- Page excerpt:

◆ ◆ ◆

Post Summary: What To Expect Hiking to Marion Falls and Gatch Falls in Oregon
Do you know those places that feel like you transported yourself to another planet? Thinking “…this place can POSSIBLY be this beautiful!”
That’s exactly how we felt when setting eyes on Marion Falls and Gatch Falls for the very first time.
We could already hear the rumbling of the falls before even setting eyes on them. After emerging from the trees, the mist hit our faces and our jaws hit the floor as we saw these stunning Oregon waterfalls show themselves in all their glory.
This place easily became one of our favorite hikes in Oregon, and we want you to experience it too.
Keep scrolling for driving directions, permit instructions (yes, you need a day permit!), trail details, and more to plan your own magical trip to Marion Falls and Gatch Falls in the Central Oregon Cascades!
How To Reach The Mystical Marion and Gatch Falls in the Willamette National Forest (Oregon)

◆ ◆ ◆

- Excerpted records:
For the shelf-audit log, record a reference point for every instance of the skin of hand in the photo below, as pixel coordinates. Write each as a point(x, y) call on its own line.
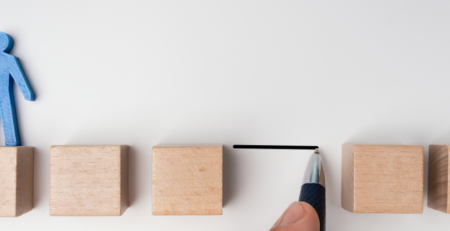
point(299, 216)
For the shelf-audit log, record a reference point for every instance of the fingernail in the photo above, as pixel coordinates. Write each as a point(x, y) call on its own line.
point(293, 213)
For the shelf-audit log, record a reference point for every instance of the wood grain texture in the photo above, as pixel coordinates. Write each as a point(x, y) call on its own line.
point(16, 180)
point(384, 178)
point(187, 180)
point(438, 178)
point(88, 180)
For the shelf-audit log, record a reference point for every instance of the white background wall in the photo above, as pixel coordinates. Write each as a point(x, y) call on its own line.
point(252, 72)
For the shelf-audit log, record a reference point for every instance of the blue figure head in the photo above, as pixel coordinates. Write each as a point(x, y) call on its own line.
point(6, 42)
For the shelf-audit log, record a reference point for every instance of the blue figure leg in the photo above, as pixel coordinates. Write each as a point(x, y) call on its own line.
point(8, 111)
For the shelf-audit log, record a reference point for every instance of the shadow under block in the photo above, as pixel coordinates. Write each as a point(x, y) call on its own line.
point(438, 178)
point(187, 180)
point(88, 180)
point(382, 178)
point(16, 180)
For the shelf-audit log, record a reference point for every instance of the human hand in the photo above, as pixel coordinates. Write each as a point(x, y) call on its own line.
point(299, 216)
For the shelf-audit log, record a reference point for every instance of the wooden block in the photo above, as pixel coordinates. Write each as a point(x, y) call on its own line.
point(382, 178)
point(438, 178)
point(16, 180)
point(187, 180)
point(88, 180)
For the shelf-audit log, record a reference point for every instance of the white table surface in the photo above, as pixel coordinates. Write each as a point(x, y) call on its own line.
point(252, 72)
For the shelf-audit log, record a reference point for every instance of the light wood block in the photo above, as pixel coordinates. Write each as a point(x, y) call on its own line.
point(187, 180)
point(438, 178)
point(16, 180)
point(88, 180)
point(382, 178)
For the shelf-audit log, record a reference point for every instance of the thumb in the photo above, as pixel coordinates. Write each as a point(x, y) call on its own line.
point(299, 216)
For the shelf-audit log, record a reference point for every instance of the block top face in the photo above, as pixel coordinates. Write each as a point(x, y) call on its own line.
point(8, 176)
point(85, 180)
point(388, 179)
point(187, 180)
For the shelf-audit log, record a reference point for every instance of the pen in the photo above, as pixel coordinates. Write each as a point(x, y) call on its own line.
point(313, 187)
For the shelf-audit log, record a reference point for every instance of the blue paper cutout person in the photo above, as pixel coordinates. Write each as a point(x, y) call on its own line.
point(11, 71)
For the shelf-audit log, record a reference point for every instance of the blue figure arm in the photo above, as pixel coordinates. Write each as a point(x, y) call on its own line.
point(17, 73)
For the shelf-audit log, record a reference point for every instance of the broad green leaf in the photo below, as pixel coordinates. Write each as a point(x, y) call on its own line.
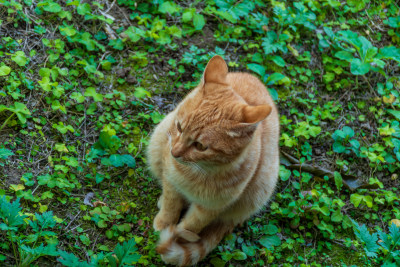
point(275, 77)
point(187, 15)
point(52, 7)
point(269, 241)
point(356, 199)
point(91, 91)
point(284, 173)
point(270, 229)
point(359, 68)
point(239, 255)
point(198, 21)
point(140, 92)
point(19, 58)
point(257, 68)
point(134, 33)
point(4, 70)
point(169, 7)
point(395, 113)
point(348, 131)
point(338, 147)
point(344, 55)
point(278, 61)
point(5, 153)
point(338, 180)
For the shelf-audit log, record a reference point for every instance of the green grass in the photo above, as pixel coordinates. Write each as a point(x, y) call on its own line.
point(82, 84)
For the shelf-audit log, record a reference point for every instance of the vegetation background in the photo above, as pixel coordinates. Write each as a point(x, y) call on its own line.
point(82, 83)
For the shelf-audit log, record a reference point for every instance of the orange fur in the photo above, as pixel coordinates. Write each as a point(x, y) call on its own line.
point(217, 154)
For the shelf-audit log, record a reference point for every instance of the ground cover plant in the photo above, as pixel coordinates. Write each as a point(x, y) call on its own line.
point(82, 83)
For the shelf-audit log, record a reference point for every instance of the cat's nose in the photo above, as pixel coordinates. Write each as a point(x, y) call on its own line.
point(177, 151)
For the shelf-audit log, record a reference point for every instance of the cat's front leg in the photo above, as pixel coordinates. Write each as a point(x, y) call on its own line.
point(196, 218)
point(171, 204)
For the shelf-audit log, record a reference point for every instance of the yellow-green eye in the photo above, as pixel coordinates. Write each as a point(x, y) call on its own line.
point(178, 126)
point(200, 146)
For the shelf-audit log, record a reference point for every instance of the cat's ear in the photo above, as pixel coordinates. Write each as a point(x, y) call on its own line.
point(215, 71)
point(251, 116)
point(254, 114)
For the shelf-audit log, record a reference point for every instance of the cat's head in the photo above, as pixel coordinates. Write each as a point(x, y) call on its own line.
point(215, 125)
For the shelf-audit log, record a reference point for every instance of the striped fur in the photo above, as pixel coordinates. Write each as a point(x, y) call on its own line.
point(179, 252)
point(217, 158)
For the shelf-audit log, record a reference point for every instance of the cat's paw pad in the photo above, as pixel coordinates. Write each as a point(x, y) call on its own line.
point(186, 234)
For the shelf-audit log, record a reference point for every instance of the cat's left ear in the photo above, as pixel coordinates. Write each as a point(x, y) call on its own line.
point(215, 71)
point(255, 114)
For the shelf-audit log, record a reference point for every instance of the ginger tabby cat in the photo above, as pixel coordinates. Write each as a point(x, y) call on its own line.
point(217, 155)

◆ ◆ ◆

- Set of tasks:
[A] Count the lines of the entries that contain the string "background", treating uppercase and lowercase as different, and give only the number.
[B] Pick up the passage on hiking to Marion Falls and Gatch Falls after its final line and write the section that follows.
The hiking text and the entries are unrelated material.

- Responses by task:
[A] 2

[B]
Marion Falls and Gatch Falls Trail Details
- Distance: 5.0 miles out-and back trail
- Elevation Gain: 1,100 feet
- Difficulty: Moderate
- Trailhead Coordinates: 44.5768899, -121.8964229
History of Marion Falls
Marion Falls and Gatch Falls are in the Mount Jefferson Wilderness Area in the Central Cascades of Oregon. The wilderness area covers 104,523 total acres and is the second most used Oregon wilderness area right behind the Three Sisters Wilderness Area.
This area is commonly used for day hiking, backpacking, camping, mountain-climbing, wildlife watching, and cross-country skiing. There are 160+ miles of trails in the Mt Jefferson Wilderness area, including 40 miles of the iconic Pacific Crest Trail.
Marion Falls and Gatch Falls are a surprising treat for backpackers who camp at Lake Ann. The falls are not too far away from the lake’s edge. Following a small unmarked trail, hikers are greeted with a pair of the most beautiful waterfalls in Oregon!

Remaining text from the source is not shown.